━━━ Extracted entries ━━━
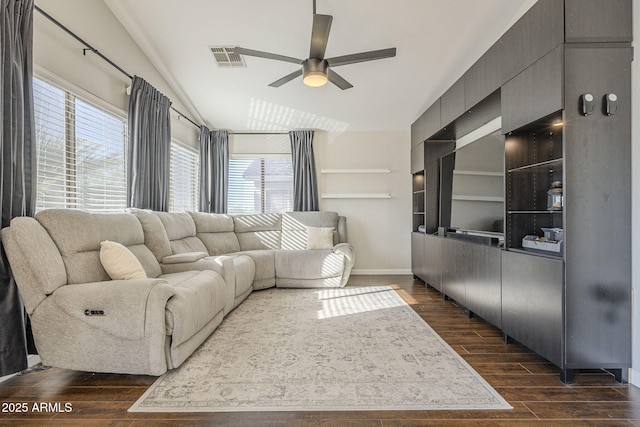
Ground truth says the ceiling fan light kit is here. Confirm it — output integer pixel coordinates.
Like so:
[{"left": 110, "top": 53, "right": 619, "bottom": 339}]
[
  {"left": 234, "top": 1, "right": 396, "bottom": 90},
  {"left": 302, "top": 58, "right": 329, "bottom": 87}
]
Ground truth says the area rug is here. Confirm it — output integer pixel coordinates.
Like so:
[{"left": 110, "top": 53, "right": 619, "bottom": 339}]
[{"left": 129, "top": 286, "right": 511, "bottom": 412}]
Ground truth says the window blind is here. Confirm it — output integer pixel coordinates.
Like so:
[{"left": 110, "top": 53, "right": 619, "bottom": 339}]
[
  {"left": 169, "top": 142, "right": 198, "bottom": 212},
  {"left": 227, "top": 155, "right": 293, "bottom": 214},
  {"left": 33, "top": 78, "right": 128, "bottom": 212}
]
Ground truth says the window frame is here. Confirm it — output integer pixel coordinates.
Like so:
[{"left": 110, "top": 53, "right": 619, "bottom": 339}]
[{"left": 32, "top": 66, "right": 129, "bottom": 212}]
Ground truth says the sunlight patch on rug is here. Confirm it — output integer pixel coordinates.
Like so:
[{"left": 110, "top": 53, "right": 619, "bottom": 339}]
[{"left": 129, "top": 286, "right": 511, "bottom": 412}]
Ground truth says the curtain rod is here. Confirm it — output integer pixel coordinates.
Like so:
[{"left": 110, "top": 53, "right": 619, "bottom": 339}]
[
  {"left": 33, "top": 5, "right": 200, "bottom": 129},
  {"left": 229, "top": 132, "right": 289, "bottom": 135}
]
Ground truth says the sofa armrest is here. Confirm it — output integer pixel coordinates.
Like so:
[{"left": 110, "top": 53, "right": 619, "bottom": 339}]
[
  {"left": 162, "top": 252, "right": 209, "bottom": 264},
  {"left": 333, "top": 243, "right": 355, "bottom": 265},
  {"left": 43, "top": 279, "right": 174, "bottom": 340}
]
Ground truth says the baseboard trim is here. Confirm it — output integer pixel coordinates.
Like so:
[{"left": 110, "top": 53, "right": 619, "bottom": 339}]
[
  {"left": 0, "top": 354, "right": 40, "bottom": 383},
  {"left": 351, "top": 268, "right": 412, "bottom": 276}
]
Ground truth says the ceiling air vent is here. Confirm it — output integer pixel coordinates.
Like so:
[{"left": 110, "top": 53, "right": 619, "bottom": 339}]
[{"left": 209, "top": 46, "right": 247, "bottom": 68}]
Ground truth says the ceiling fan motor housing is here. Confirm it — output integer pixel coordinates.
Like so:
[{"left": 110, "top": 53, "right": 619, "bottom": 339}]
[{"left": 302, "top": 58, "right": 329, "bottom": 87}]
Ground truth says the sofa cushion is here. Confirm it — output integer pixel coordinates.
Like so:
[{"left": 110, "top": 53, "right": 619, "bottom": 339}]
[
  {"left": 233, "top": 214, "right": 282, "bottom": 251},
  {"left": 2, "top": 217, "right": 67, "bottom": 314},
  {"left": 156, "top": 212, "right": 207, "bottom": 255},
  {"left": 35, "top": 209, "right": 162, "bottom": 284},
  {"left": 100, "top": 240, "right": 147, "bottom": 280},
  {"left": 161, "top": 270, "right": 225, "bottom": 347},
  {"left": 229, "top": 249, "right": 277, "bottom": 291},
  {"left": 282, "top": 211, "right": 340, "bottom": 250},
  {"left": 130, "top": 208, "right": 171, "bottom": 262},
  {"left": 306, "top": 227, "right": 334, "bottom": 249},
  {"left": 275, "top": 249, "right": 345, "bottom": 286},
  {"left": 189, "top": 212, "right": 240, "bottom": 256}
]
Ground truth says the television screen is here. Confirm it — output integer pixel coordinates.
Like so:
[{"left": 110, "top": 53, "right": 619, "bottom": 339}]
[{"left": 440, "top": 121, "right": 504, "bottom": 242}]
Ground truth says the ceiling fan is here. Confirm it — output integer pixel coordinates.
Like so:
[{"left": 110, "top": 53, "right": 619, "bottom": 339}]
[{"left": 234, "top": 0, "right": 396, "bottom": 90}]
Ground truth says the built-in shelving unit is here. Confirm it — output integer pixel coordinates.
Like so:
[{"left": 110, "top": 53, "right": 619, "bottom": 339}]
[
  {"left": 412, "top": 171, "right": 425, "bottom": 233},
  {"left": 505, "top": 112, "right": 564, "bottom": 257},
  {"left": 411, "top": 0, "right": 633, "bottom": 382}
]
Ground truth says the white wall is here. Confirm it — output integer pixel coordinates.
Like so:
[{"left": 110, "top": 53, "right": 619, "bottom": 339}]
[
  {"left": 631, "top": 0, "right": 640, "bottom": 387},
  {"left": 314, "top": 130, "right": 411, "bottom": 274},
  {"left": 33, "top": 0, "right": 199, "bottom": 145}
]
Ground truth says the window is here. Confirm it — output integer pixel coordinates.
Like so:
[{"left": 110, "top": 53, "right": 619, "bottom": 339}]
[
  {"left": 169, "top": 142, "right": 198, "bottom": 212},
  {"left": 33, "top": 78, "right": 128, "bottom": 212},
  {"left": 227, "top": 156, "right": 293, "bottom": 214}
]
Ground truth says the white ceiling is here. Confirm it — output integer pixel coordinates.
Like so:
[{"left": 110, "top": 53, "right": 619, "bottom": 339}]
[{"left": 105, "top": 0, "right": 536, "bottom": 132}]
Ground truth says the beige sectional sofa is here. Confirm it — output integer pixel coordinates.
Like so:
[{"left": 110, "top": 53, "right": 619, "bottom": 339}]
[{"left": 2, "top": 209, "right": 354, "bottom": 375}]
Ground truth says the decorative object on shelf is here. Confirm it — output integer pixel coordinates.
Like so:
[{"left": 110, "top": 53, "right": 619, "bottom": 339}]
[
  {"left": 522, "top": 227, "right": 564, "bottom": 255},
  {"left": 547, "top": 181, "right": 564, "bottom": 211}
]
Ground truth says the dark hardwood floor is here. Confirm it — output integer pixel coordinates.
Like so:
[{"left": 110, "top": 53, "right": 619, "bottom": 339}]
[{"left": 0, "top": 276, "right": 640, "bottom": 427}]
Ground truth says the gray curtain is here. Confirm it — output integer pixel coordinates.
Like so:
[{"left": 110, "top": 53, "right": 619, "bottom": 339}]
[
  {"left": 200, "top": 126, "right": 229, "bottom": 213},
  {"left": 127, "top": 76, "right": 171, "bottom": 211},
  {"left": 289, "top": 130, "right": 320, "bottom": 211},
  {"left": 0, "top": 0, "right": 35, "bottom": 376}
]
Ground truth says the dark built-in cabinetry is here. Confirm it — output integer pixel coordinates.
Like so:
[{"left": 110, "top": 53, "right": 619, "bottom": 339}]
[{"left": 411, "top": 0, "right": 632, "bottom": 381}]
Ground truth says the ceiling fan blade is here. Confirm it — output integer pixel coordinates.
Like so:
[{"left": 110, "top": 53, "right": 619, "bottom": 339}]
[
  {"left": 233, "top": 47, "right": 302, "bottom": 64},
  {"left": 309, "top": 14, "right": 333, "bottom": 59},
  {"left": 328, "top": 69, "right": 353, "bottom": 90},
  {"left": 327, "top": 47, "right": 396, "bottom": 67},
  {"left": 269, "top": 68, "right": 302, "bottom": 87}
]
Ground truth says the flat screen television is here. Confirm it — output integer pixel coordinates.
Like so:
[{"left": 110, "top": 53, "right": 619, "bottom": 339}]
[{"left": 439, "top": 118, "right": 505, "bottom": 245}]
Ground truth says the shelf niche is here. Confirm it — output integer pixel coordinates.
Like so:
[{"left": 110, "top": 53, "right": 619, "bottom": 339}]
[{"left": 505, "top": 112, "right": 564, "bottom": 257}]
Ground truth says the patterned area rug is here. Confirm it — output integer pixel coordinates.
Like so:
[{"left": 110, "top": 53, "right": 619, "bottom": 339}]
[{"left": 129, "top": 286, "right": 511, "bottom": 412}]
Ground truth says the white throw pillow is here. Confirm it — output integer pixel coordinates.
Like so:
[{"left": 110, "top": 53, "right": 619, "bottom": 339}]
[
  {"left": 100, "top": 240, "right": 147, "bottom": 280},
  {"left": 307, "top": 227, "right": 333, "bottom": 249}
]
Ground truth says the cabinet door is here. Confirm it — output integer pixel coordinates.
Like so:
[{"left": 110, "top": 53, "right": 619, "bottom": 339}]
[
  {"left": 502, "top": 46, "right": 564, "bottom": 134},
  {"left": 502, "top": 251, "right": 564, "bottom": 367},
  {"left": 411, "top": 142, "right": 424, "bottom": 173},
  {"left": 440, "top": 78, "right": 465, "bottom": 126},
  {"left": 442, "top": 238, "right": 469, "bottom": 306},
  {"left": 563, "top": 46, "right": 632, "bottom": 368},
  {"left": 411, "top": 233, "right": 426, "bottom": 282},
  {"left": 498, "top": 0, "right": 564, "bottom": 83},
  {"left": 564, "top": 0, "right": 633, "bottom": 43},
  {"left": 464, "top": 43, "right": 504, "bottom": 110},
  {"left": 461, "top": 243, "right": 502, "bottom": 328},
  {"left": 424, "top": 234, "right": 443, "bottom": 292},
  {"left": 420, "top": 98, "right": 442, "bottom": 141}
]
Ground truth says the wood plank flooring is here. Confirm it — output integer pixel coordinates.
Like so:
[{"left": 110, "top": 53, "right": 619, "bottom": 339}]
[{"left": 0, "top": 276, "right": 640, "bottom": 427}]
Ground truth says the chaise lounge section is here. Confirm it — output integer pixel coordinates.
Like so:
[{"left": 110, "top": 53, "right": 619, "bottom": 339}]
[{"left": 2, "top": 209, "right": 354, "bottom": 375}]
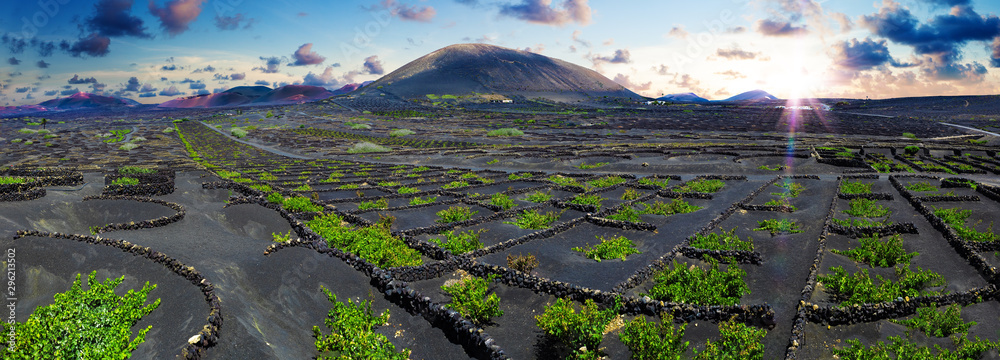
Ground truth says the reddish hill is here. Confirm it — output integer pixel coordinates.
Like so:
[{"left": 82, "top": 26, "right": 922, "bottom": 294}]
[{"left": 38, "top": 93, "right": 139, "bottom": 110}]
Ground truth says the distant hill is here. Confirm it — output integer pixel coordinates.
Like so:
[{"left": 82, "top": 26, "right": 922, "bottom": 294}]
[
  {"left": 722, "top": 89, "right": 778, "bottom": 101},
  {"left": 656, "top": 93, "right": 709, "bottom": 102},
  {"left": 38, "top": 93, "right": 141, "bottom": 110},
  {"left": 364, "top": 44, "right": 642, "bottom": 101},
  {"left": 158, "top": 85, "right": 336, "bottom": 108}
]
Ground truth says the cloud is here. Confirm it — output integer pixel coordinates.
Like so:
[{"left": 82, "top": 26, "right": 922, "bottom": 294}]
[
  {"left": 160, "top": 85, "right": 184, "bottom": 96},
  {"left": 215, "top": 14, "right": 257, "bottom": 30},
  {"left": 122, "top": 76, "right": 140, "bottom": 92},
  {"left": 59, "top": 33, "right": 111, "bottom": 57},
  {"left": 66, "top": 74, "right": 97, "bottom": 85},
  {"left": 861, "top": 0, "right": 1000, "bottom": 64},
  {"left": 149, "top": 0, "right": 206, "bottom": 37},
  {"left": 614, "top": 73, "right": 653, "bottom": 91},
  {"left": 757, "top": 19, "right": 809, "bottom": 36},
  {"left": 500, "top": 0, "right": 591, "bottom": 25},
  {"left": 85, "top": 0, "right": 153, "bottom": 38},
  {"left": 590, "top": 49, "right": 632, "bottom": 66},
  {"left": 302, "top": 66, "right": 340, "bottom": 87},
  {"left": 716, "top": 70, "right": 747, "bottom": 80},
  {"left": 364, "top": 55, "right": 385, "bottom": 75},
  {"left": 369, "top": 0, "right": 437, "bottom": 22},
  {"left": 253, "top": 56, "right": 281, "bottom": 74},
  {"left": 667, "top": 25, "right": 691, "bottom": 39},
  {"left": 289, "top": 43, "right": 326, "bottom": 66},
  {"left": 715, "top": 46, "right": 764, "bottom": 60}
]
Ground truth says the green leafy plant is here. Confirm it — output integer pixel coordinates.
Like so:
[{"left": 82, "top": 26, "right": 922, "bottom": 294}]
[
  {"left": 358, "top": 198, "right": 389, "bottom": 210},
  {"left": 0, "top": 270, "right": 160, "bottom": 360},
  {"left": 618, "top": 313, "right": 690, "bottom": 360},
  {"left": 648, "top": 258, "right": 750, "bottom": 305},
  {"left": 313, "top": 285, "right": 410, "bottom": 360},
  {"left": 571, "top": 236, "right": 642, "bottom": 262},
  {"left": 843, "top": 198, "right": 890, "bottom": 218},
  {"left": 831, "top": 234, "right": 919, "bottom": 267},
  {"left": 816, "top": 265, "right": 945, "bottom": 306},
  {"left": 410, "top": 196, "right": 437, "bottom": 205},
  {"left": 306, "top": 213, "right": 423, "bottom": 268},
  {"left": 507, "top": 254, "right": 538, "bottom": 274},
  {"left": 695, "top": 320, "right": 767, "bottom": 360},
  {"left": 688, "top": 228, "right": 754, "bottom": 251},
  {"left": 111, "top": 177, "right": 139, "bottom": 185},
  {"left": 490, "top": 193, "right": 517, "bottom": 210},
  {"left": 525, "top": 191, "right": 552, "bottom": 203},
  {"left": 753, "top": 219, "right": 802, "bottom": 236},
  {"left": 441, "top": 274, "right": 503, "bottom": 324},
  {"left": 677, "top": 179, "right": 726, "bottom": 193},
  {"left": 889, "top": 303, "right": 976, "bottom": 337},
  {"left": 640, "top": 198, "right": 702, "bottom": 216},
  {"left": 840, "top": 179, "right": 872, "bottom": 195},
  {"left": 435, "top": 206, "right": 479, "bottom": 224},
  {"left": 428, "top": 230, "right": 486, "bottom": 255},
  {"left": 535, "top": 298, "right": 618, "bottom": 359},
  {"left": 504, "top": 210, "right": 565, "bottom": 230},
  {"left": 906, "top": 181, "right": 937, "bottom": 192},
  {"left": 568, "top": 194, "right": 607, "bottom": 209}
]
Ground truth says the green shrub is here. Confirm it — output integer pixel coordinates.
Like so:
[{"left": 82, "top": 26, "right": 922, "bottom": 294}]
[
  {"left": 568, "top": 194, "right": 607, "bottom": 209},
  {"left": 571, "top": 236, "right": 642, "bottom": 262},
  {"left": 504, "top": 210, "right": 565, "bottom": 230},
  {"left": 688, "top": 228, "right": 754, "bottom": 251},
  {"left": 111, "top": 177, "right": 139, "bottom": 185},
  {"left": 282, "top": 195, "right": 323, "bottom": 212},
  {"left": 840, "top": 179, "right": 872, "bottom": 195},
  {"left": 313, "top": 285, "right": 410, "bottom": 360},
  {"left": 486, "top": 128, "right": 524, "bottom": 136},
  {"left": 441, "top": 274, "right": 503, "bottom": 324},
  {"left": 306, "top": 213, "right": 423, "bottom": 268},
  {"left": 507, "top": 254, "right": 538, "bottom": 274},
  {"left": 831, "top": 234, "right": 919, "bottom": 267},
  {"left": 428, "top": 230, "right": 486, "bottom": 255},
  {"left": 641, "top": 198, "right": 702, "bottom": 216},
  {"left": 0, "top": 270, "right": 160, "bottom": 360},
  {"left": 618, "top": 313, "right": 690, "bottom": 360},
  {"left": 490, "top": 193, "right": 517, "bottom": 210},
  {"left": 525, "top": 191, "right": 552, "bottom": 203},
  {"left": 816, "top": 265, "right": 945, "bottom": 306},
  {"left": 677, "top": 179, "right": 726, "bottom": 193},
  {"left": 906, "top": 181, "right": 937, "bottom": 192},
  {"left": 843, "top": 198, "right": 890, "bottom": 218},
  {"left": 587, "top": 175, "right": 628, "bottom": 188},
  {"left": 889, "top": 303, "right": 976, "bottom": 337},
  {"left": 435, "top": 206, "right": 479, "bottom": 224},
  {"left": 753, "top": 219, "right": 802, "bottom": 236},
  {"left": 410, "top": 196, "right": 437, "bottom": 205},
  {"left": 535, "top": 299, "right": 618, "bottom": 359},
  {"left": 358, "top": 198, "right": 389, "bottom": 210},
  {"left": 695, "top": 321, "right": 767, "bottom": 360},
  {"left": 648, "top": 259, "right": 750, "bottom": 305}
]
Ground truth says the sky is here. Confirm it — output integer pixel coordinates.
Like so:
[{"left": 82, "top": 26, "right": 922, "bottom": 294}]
━━━
▸ What you need to do: Collect each line above that contains the word "hill".

▸ Solution:
Ground truth says the reddish hill is here. Confirm it — output integer pixel coordinates.
Ground truth says the distant hill is here. Confirm it — output integer pixel coordinates.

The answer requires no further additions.